┌──

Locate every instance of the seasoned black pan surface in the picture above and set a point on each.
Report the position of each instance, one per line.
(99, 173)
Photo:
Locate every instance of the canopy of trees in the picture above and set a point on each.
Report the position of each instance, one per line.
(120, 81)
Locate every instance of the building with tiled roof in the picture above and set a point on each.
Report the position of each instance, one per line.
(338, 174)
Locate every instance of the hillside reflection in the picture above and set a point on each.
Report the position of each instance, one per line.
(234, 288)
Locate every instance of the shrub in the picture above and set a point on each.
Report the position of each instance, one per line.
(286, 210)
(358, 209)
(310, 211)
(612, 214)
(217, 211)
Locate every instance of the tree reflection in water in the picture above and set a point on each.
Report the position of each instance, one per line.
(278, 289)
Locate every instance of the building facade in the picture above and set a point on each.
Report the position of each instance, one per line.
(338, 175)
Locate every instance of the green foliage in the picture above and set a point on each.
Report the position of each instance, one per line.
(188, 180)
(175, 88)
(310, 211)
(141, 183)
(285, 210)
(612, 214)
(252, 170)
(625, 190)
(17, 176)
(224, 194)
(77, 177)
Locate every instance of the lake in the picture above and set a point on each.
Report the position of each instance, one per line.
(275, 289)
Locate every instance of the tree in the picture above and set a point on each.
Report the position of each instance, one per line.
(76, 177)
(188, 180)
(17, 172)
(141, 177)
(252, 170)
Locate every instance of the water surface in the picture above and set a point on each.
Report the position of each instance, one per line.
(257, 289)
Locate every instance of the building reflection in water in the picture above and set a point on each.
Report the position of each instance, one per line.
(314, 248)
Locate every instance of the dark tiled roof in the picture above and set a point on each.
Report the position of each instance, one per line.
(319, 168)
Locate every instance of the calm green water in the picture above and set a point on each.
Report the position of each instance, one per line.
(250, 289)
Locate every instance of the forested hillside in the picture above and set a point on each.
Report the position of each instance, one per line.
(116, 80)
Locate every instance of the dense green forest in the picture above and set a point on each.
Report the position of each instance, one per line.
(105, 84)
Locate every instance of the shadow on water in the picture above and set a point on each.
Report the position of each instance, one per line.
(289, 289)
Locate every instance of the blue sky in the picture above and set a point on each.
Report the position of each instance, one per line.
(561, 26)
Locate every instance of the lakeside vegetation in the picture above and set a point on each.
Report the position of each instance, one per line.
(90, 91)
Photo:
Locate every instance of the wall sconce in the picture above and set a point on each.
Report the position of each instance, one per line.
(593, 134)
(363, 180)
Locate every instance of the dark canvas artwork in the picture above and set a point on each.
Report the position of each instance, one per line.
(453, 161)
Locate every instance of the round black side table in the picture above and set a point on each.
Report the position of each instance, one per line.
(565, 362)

└──

Problem statement
Nothing may be left out: return each entry exactly as it reads.

Answer in full
Locate every instance of the seasoned black pan surface in the picture above and set a point on each.
Report the position of each instance, one per line.
(99, 173)
Photo:
Locate every instance of the canopy of trees in the picture above and set a point on each.
Report the position of each instance, one per line.
(120, 81)
Locate every instance of the building with tiled roof in the picture above and set a point on each.
Report the position of each instance, one per line.
(338, 174)
Locate every instance of the hillside reflection in the picture above and set a point on each.
Report the position of each instance, one per line.
(234, 288)
Locate every instance of the shrub in the picture above and set a point on each.
Report the position of each instance, one per line.
(286, 210)
(358, 209)
(310, 211)
(612, 214)
(217, 211)
Locate every instance of the tree reflection in water in the picture above and set a point on each.
Report the position of each instance, one per line.
(278, 289)
Locate every instance of the building facade in the picture above and set a point on each.
Report the position of each instance, one per line.
(338, 175)
Locate every instance of the green foliage in the picture above and set a point on each.
Report the position of each instance, one per line.
(188, 180)
(175, 88)
(310, 211)
(141, 183)
(285, 210)
(612, 214)
(252, 170)
(625, 190)
(17, 176)
(224, 194)
(77, 177)
Locate every instance of the lake in the picture above and set a point on each.
Report the position of each instance, one per line.
(275, 289)
Locate every instance of the tree in the picture above and set a point on each.
Report the position of each instance, one per line.
(76, 177)
(188, 180)
(17, 172)
(141, 177)
(252, 170)
Locate every instance of the water surface in the picture above and set a point on each.
Report the position of each instance, one per line.
(257, 289)
Locate every instance of the building reflection in water in the picture above and set a point on each.
Report the position of each instance, one per line.
(314, 248)
Locate every instance of the dark tiled roof in the picture above and set a point on each.
Report the position of each instance, one per line.
(319, 168)
Locate every instance of the calm green water in the picture above and set a point on each.
Report the position of each instance, one per line.
(250, 289)
Locate every instance of the forested hillside in the picture above and set a point on each.
Report the position of each instance, one per line.
(116, 80)
Locate every instance of the dense green forest in the picture above and set a point on each.
Report the position of each instance, one per line.
(105, 84)
Locate every instance of the shadow on water in the picture above and set a point on each.
Report the position of each instance, one per line.
(289, 289)
Locate every instance of the blue sky in the picture above and set a point on each.
Report the position of each instance, one per line.
(561, 26)
Locate every instance of the lakeside vegetation in the picture above and set a point on each.
Report the position of each instance, one per line.
(90, 91)
Photo:
Locate every instance of the wall sconce in the picture above and set a point on each.
Report the position of each instance, one per line.
(593, 134)
(363, 180)
Locate every instance of the dark canvas artwork in the picture above and set a point on each.
Report the position of each instance, one per line.
(453, 161)
Locate every instance of the round black side table in the picture above and set a point on each.
Report the position of each instance, one per line.
(565, 362)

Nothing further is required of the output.